Source passage:
*** Block opens ***

Veterinary Medicine News, UC Davis, Fall 2008
Canine Clone Confirmed in “Missyplicity” Project
When BioArts International reported this year that the company had created three clones of a favorite family pet, Missy, scientists at the Veterinary Genetics Laboratory (VGL) were not surprised. In fact, the school’s experts were the ones who confirmed that the animals were indeed clones of Missy, a dog that died in 2002. The VGL’s parentage testing laboratory used a canine-specific panel of 24 DNA markers to confirm that Missy’s nuclear DNA was present in each of the clones. Some of the markers were developed at UC Davis; the rest are used worldwide. Missy’s mitochondrial DNA (mtDNA) is another factor.

*** Block closes ***

Recorded information:
*** Block opens ***

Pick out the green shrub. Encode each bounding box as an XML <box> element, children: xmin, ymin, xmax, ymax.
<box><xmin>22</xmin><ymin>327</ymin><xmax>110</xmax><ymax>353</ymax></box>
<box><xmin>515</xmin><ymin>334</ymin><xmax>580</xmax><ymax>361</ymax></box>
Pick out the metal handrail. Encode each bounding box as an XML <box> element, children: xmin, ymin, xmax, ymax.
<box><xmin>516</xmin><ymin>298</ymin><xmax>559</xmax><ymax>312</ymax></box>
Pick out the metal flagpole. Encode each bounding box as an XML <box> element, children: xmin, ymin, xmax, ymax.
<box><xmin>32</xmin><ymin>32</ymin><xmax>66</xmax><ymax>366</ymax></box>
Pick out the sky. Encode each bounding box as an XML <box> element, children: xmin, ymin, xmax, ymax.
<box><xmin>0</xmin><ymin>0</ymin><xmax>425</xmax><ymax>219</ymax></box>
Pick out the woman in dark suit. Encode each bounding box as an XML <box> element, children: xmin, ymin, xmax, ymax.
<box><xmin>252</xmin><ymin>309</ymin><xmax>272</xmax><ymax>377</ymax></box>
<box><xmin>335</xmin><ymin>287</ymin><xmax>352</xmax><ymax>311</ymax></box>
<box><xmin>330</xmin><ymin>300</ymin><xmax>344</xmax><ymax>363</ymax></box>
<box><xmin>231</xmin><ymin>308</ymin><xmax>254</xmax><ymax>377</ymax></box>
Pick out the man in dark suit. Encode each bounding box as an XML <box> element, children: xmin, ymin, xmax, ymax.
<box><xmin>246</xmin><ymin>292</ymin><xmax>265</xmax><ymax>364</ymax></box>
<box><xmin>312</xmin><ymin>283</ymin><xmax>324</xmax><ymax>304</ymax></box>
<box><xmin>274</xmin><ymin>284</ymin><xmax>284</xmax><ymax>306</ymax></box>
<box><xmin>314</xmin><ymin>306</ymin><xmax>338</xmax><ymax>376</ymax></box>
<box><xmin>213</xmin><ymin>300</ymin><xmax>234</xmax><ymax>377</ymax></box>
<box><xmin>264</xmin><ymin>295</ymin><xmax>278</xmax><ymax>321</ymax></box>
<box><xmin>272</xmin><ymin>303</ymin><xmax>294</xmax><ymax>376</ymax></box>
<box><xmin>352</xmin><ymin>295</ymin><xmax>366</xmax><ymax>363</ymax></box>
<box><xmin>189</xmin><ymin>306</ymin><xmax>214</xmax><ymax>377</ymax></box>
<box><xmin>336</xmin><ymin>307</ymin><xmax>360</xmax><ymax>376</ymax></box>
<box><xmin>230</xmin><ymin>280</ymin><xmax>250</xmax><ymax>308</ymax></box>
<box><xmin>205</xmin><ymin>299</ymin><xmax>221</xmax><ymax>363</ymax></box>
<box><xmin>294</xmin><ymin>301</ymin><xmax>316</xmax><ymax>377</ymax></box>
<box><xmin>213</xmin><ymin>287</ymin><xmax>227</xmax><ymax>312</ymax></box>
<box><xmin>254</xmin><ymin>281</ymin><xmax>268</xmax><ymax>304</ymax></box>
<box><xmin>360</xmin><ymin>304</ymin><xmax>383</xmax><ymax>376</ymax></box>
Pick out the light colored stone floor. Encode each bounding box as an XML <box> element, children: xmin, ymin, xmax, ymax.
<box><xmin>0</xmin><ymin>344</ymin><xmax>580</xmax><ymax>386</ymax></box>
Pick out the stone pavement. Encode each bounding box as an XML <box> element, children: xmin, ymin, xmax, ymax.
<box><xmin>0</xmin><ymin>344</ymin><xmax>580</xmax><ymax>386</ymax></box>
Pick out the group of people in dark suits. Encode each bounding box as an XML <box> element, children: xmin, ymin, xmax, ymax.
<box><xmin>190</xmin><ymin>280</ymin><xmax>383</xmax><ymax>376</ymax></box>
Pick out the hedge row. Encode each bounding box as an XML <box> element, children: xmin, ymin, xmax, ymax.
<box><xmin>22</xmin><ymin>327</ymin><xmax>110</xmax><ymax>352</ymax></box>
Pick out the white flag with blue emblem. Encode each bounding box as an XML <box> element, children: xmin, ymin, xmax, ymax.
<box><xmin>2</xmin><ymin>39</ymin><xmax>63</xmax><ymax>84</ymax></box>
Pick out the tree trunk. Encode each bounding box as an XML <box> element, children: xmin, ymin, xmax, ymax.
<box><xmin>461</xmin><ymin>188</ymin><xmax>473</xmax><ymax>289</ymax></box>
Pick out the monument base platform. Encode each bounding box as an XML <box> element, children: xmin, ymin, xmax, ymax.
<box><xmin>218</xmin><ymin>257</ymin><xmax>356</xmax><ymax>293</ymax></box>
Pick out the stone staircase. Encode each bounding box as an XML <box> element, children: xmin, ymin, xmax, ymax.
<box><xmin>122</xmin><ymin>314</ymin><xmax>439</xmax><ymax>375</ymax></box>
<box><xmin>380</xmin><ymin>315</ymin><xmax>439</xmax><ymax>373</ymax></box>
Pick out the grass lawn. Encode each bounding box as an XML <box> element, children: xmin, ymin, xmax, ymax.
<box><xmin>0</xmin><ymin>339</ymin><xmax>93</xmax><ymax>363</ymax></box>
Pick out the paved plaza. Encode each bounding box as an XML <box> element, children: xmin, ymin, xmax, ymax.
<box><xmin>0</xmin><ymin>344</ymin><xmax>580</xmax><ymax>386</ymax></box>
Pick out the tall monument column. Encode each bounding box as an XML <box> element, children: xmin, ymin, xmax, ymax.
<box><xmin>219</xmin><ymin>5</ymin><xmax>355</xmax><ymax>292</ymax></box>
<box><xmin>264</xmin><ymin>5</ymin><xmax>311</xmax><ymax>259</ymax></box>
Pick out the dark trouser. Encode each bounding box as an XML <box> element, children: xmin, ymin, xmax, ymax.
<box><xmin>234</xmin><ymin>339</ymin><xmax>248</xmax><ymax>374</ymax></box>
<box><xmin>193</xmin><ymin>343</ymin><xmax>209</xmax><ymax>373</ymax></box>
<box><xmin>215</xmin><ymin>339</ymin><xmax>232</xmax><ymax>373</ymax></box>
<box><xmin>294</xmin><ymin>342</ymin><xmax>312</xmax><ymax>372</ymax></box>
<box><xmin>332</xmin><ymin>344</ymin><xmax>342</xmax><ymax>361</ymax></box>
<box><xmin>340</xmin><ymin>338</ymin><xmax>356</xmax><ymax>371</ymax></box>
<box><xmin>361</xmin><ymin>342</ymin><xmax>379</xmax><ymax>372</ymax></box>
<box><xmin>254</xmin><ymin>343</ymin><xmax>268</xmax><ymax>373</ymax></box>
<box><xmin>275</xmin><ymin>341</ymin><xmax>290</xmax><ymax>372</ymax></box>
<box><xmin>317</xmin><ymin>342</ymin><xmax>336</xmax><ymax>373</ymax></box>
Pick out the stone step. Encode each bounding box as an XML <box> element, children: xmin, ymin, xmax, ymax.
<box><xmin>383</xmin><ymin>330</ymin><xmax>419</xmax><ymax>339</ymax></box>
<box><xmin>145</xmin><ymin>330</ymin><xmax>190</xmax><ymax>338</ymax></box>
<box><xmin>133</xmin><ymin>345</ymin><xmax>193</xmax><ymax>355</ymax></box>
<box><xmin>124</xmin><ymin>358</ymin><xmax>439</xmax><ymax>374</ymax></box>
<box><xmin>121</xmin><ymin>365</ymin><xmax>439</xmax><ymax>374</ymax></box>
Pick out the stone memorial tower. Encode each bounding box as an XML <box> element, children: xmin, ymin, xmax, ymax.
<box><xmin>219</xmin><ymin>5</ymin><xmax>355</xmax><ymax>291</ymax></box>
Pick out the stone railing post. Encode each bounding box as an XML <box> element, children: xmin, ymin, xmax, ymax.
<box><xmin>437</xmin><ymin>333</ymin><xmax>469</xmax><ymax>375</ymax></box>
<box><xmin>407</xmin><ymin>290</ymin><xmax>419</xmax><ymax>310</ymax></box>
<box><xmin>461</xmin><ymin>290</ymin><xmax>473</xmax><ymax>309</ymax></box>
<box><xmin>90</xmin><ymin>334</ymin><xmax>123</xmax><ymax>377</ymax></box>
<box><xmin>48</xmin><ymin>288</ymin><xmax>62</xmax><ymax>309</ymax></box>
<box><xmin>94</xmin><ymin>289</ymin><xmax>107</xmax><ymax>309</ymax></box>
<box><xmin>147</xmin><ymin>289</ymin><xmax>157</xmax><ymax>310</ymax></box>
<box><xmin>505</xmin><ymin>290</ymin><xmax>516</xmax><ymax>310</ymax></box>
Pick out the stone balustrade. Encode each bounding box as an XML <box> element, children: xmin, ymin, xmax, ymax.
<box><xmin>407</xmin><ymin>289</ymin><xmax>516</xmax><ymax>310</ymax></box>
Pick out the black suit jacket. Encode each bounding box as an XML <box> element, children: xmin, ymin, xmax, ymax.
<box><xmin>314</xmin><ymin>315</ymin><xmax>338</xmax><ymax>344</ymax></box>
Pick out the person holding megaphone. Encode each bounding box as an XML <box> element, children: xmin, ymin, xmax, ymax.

*** Block closes ***

Your goal:
Please pick up the UC Davis news piece about confirming Missy's clones after its final sentence, "Missy's mitochondrial DNA (mtDNA) is another factor," and carry it forward.

Task output:
Beth Wictum of the VGL’s Forensic unit says that the forensic group “used its expertise in mitochondrial DNA sequencing to confirm that the clones were different from Missy and matched the donor moms. Since mitochondrial DNA is in the egg and therefore passed through the maternal line, each clone would have the mtDNA type of the egg donor mom, not that of Missy.”“The forensic lab group also used a new panel of DNA markers, developed for profiling dogs in forensic casework,” adds Wictum. “That made a total of 39 autosomal DNA markers. The more markers you use, the stronger the test. The fact that these dogs matched Missy at 39 markers very strongly supports the claim that they are indeed clones. What is unique about the forensic panel,” Wictum says, “is that these are all new markers that Aaron Wong from Mark Neff’s lab at the Center for Companion Animal Health has identified from the published dog genome, so no one else is using these yet.”
In 2002, scientists at Texas A&M produced “cc,” the first cloned cat. In that case, UC Davis geneticist Leslie Lyons verified that the cat was a clone, although the animal, a calico, did not look exactly like its parent.